------ DATASET RECORDS
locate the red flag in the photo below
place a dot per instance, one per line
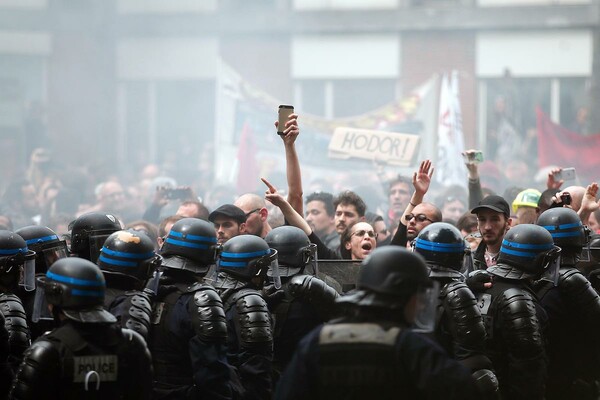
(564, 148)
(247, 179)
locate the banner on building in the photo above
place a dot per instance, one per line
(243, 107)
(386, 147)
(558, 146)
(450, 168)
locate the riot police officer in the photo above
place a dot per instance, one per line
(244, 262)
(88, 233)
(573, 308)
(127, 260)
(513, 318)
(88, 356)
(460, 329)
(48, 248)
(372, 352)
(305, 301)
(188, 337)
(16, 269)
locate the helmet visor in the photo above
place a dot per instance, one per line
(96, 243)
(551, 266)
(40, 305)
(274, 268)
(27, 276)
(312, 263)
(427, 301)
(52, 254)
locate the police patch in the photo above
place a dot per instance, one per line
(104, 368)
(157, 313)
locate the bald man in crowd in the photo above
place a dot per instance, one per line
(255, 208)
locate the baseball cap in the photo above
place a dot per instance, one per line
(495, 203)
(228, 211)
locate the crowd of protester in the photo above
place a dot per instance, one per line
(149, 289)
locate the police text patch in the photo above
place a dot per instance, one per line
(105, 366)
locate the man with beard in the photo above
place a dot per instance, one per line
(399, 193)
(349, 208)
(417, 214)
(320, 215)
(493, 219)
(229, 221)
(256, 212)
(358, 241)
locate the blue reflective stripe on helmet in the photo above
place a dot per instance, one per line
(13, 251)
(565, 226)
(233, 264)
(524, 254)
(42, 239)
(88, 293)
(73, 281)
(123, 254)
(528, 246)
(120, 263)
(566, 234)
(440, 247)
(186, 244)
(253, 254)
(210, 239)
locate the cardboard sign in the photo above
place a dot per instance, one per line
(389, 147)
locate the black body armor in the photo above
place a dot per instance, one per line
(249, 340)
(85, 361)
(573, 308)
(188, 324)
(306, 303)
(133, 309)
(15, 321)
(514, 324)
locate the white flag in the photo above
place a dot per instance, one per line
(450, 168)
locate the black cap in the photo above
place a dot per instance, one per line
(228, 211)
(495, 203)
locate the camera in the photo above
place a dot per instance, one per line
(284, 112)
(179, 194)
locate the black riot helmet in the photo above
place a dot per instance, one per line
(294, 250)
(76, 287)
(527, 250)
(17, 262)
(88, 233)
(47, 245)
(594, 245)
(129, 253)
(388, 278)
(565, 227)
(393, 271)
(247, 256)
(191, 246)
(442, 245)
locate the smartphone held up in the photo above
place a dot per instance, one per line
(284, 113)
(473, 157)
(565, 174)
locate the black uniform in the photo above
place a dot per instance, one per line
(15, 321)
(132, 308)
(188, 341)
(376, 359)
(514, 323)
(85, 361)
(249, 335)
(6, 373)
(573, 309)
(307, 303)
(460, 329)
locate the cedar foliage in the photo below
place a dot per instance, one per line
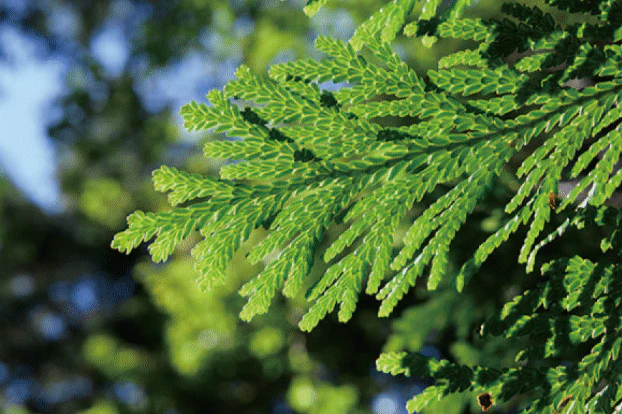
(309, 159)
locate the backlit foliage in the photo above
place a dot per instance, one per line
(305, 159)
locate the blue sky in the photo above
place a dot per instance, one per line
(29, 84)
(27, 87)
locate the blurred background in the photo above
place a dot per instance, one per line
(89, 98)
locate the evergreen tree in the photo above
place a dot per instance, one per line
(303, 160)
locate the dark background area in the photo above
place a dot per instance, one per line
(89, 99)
------------
### YOUR INSTRUCTIONS
Repeat the lines above exactly, and keep every picture out.

### FULL ANSWER
locate the red flag in the photo below
place a dot per instance, one per line
(564, 148)
(247, 179)
locate the banner on building in the photo above
place a dot per instance, one per line
(243, 107)
(386, 147)
(558, 146)
(450, 168)
locate the riot police officer in the photo above
place a dot per instance, one per line
(244, 262)
(88, 233)
(573, 308)
(127, 260)
(513, 318)
(88, 356)
(460, 329)
(48, 248)
(372, 352)
(305, 301)
(188, 337)
(16, 269)
locate the helmet visor in the photo above
place a dot per instance, one per line
(96, 243)
(551, 266)
(40, 305)
(274, 268)
(27, 276)
(312, 263)
(427, 301)
(52, 254)
locate the police patch in the photo above
place a dot per instance, one per line
(104, 368)
(157, 313)
locate the bald man in crowd in the photo above
place a dot per instance, one per line
(255, 208)
locate the baseball cap in the photo above
place a dot per instance, one per line
(495, 203)
(228, 211)
locate the crowd of protester in the photo above
place a dot per instance, one per line
(149, 289)
locate the police text patch in the photo above
place a dot per instance, one per line
(105, 366)
locate the man with beard in the photo above
place a dot per instance, one per line
(399, 193)
(349, 208)
(417, 214)
(320, 215)
(493, 219)
(229, 221)
(256, 212)
(358, 241)
locate the blue reflective stripe on helmet in the photo above
place a dot per instance, one per line
(13, 251)
(565, 226)
(233, 264)
(524, 254)
(42, 239)
(88, 293)
(73, 281)
(123, 254)
(528, 246)
(120, 263)
(566, 234)
(440, 247)
(186, 244)
(253, 254)
(210, 239)
locate the cardboard sign in the photo above
place a dot per instance, one per line
(389, 147)
locate the black body armor in the photo above
place a dot per instance, one per line
(249, 340)
(85, 361)
(573, 308)
(188, 324)
(306, 303)
(133, 309)
(15, 321)
(514, 324)
locate the white flag in the photo above
place a dot per instance, one per line
(450, 168)
locate the black cap in the photo above
place a dot per instance, one per line
(228, 211)
(495, 203)
locate the camera in the photo above
place a dot per instance, one per line
(284, 112)
(179, 194)
locate the black riot helmet in the photo above
place a dot per instance, one per line
(294, 250)
(76, 287)
(527, 250)
(17, 262)
(88, 233)
(47, 245)
(594, 245)
(129, 253)
(388, 278)
(565, 227)
(393, 271)
(247, 256)
(191, 246)
(442, 245)
locate the smartphone held up in the photo above
place a dot per instance, one per line
(284, 113)
(473, 157)
(565, 174)
locate the black uniform in the photo above
place a dot per instance, one per line
(15, 321)
(132, 308)
(188, 341)
(376, 359)
(514, 323)
(85, 361)
(249, 335)
(6, 373)
(573, 309)
(307, 303)
(460, 329)
locate the cedar foliage in the photo below
place a dot per instance, one per line
(309, 159)
locate the backlit foliage in the photo above
place a dot per instance, one per line
(305, 159)
locate the blue sky in the photo above
place a dot per instance, one per line
(29, 84)
(27, 87)
locate the blurred background in the photo above
place a dot per instance, one per line
(89, 98)
locate the evergreen tree in the photo above
place a dot per instance, one per line
(303, 160)
locate the dark background area in the photo above
place a dot per instance, one per line
(89, 99)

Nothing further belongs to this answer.